_Document_:
Examples of input devices that can be used for a user interface
include keyboards, and pointing devices, such as mice, touch pads,
and digitizing tablets. As another example, a computing device may
receive input information through speech recognition or in other
audible format.
[0155] Such computing devices may be interconnected by one or more
networks in any suitable form, including as a local area network, a
controller area network, or a wide area network, such as an
enterprise network or the Internet. Such networks may be based on
any suitable technology and may operate according to any suitable
protocol and may include wireless networks, wired networks or fiber
optic networks.
[0156] Also, the various methods or processes outlined herein may
be coded as software that is executable on one or more processors
that employ any one of a variety of operating systems or platforms.
Additionally, such software may be written using any of a number of
suitable programming languages and/or programming or scripting
tools, and also may be compiled as executable machine language code
or intermediate code that is executed on a framework or virtual
machine.

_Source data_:

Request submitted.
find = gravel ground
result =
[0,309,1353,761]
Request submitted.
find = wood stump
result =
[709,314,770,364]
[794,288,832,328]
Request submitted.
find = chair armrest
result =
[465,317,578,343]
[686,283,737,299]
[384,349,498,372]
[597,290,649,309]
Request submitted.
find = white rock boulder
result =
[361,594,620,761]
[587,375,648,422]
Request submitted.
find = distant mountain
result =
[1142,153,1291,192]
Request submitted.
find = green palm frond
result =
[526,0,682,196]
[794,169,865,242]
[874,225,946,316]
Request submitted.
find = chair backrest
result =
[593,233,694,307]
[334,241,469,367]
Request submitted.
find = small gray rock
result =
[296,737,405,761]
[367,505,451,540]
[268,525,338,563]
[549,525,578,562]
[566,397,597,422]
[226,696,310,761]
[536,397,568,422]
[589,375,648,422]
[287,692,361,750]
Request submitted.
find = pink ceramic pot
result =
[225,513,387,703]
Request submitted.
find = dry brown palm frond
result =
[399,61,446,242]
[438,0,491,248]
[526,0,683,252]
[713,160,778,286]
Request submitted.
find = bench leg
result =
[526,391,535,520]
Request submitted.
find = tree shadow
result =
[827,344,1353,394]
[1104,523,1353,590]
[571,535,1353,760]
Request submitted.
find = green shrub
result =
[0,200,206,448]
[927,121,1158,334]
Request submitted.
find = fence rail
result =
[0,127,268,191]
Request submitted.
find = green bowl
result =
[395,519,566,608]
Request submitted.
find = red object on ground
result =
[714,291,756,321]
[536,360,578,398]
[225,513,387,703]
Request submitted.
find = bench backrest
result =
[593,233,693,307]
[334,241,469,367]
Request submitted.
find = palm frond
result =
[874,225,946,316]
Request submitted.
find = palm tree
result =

_Task goal_:
Reproduce the passage on computing devices and networks word for word, starting at "Examples of input" and ending at "optic networks.". The data above stands apart from the passage on computing devices and networks.

_Written reply_:
Examples of input devices that can be used for a user interface
include keyboards, and pointing devices, such as mice, touch pads,
and digitizing tablets. As another example, a computing device may
receive input information through speech recognition or in other
audible format.
[0155] Such computing devices may be interconnected by one or more
networks in any suitable form, including as a local area network, a
controller area network, or a wide area network, such as an
enterprise network or the Internet. Such networks may be based on
any suitable technology and may operate according to any suitable
protocol and may include wireless networks, wired networks or fiber
optic networks.